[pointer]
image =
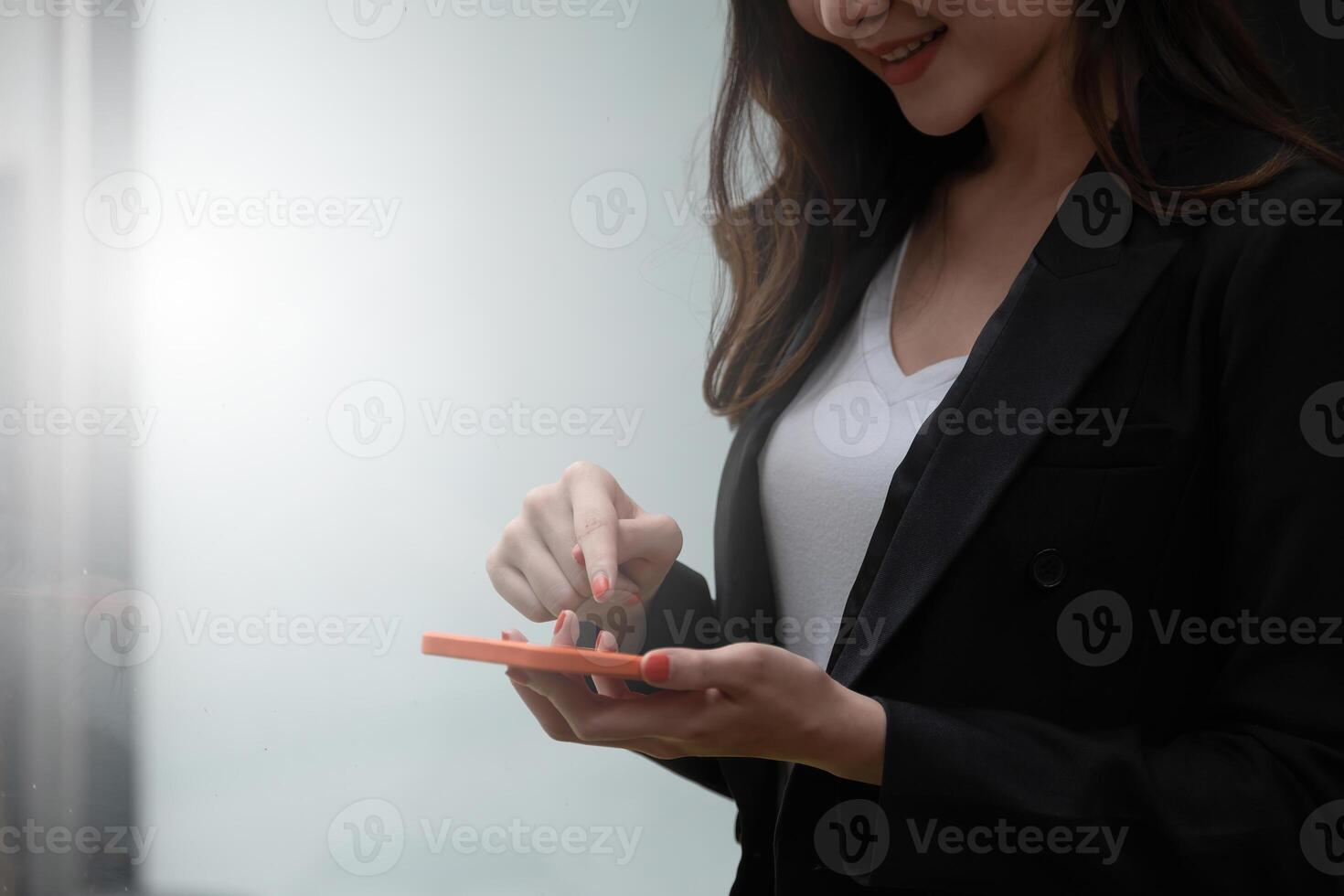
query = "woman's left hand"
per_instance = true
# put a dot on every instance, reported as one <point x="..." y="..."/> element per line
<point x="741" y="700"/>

----

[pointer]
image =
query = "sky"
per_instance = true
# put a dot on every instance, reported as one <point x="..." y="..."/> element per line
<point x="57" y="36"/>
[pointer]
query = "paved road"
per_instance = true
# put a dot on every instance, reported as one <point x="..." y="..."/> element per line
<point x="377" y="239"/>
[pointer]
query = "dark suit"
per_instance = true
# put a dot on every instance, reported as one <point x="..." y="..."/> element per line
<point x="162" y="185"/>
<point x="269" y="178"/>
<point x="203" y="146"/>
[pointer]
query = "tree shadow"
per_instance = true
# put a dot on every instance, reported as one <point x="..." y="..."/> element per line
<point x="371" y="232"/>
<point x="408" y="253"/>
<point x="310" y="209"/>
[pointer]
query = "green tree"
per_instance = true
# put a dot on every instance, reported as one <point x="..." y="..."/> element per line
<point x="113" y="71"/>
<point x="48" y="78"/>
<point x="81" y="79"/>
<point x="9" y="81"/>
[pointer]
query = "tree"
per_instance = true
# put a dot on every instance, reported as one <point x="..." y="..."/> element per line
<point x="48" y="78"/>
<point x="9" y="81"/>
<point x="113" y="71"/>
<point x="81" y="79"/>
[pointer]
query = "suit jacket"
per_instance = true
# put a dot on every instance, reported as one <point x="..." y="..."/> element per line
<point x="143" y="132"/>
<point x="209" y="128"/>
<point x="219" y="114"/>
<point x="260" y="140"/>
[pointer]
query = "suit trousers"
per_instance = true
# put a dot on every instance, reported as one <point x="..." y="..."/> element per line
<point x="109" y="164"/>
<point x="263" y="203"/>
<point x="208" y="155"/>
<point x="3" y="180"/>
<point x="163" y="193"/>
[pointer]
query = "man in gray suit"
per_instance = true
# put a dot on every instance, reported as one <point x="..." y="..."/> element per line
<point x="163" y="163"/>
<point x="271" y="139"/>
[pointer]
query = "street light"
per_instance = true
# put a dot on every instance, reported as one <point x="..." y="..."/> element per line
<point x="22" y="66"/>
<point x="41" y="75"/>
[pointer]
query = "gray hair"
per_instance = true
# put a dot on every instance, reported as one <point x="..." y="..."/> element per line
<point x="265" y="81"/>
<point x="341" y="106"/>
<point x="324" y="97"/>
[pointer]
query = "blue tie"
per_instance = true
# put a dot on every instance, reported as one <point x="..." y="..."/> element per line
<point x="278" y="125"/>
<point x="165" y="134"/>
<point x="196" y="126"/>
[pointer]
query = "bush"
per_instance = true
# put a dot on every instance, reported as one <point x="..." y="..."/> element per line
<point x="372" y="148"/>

----

Problem —
Collect every line from the records above that contains the word "suit", matching its case exactly.

Response to this exercise —
query = "dark suit"
query = "suit jacket"
query = "suit trousers"
query = "man in gray suit"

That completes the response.